EXTRACT PROVIDED >>
____
Foreign Affairs Minister Melanie Joly unveiled the new strategy on Sunday, when she told reporters that China is an “increasingly disruptive global power” in a region where multiple countries are showing major economic growth.
“The Indo-Pacific is the fastest growing economic region of the world. By 2030, it will be home to two-thirds of the global middle class and by 2040, it will account for more than half of the global economy, Joly said.
“Every issue that matters to Canadians, our national security, our economic prosperity, democratic values, climate change or again human rights will be shaped by the relationship Canada has with Indo-Pacific countries.”
The strategy includes $2.3 billion in funding in the region over the next five years, all while strengthening security and intelligence networks, deploying additional military assets, investing in cybersecurity infrastructure and diversifying Canada’s trade opportunities in the region.
The plan is “a comprehensive one,” according to a former Canadian ambassador to China, and it sends a “tough” message to China, said Guy Saint-Jacques.
But he noted that a lot will remain to be seen in the “details on the implementation.”
Plan is 'long overdue' but experts are optimistic
Goldy Hyder, president and CEO of the Business Council of Canada, said the strategy is a sign that “good things come to those who wait.”
“This is a good thing,” he said of the strategy, adding that it’s also “long overdue.”
One of the most important signals that the government is serious about the promises it laid out in the strategy is the amount of money Canada has earmarked to put the strategy in place, according to both Hyder and Saint-Jacques.
“What I’ve seen in there is content-rich, and it’s backed up by dollars. So the intentions are pure,” Hyder said.
The planned $2.3-billion funding over the next five years “confirms that the government is serious about implementing this strategy,” Saint-Jacques said.
Those billions will be invested immediately as a “down payment” to start implementing the strategy, Joly said. Some of the promises, including an extra frigate, could come with an additional hefty price tag.
____
SOURCE DATA >>
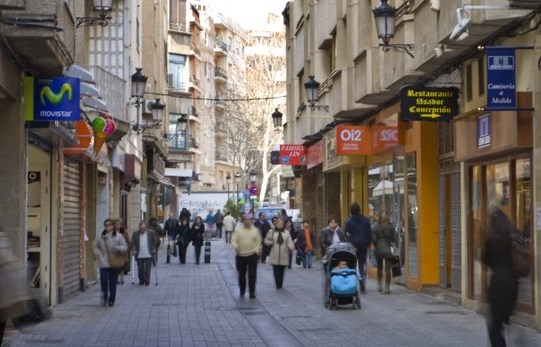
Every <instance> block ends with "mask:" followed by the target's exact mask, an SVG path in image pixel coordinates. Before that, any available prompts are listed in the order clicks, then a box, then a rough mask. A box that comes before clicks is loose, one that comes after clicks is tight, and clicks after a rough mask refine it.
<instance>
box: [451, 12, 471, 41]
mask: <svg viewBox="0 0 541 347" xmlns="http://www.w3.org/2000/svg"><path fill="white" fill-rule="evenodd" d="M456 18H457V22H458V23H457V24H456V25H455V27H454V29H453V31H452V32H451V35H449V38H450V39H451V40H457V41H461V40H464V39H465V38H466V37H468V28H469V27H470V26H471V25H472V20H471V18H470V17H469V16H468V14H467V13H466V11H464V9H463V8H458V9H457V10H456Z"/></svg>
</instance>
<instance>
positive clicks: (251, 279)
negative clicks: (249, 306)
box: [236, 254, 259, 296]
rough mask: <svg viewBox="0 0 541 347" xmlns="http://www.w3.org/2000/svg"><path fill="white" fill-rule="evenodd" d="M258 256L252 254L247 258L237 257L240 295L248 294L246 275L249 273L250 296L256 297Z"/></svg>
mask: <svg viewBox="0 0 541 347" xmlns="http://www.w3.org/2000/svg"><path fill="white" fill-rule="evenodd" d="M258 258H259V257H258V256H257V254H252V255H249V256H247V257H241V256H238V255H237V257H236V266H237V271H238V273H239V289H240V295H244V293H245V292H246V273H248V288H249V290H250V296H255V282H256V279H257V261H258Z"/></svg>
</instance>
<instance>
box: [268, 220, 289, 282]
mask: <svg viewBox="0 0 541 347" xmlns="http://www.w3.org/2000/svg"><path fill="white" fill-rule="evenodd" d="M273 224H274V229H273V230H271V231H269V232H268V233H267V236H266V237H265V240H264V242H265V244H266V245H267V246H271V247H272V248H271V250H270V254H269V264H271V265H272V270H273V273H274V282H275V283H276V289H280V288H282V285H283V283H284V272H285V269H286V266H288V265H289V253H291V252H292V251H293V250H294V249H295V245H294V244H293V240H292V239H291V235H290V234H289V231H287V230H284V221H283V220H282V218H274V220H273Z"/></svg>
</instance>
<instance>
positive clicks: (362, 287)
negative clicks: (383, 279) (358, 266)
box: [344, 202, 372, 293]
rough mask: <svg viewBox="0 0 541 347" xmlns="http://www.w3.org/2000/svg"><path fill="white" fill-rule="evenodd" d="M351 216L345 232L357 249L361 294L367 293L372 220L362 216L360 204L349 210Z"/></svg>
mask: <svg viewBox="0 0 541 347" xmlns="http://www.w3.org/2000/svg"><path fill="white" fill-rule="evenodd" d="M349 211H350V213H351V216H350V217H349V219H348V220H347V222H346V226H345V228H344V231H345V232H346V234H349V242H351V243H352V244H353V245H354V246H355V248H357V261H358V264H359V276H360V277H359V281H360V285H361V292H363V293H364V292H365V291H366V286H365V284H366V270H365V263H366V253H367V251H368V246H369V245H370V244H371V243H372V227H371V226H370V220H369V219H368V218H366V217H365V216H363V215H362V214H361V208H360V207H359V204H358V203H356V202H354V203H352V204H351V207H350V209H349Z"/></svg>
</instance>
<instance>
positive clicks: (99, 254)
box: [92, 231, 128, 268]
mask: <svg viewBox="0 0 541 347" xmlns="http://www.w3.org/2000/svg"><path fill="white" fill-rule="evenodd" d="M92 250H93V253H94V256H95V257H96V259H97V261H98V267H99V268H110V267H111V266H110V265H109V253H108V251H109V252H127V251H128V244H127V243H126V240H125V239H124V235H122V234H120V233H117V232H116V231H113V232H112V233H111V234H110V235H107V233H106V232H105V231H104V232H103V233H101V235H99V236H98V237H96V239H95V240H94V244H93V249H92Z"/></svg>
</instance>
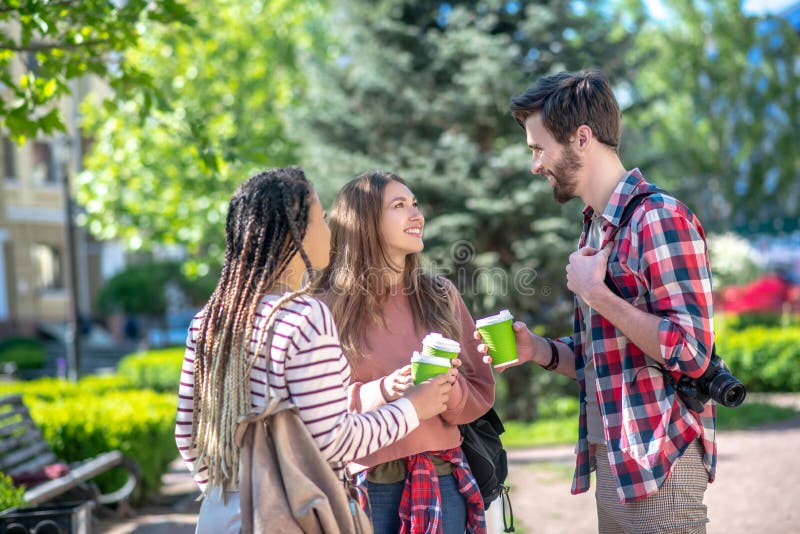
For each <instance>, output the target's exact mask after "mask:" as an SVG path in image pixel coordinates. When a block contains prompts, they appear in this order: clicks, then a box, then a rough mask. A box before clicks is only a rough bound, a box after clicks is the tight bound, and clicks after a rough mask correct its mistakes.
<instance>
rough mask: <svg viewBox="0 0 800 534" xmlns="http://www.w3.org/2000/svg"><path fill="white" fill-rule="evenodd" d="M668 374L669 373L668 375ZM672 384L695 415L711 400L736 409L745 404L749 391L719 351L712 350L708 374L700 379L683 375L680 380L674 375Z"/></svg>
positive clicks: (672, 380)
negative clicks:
____
ASSIGNMENT >>
Copy the passage of the article on Canada's Indo-Pacific strategy that begins with the words "The planned $2.3-billion" and stops after "hefty price tag.", but change "frigate" to "submarine".

EXERCISE RESULT >>
The planned $2.3-billion funding over the next five years “confirms that the government is serious about implementing this strategy,” Saint-Jacques said.
Those billions will be invested immediately as a “down payment” to start implementing the strategy, Joly said. Some of the promises, including an extra submarine, could come with an additional hefty price tag.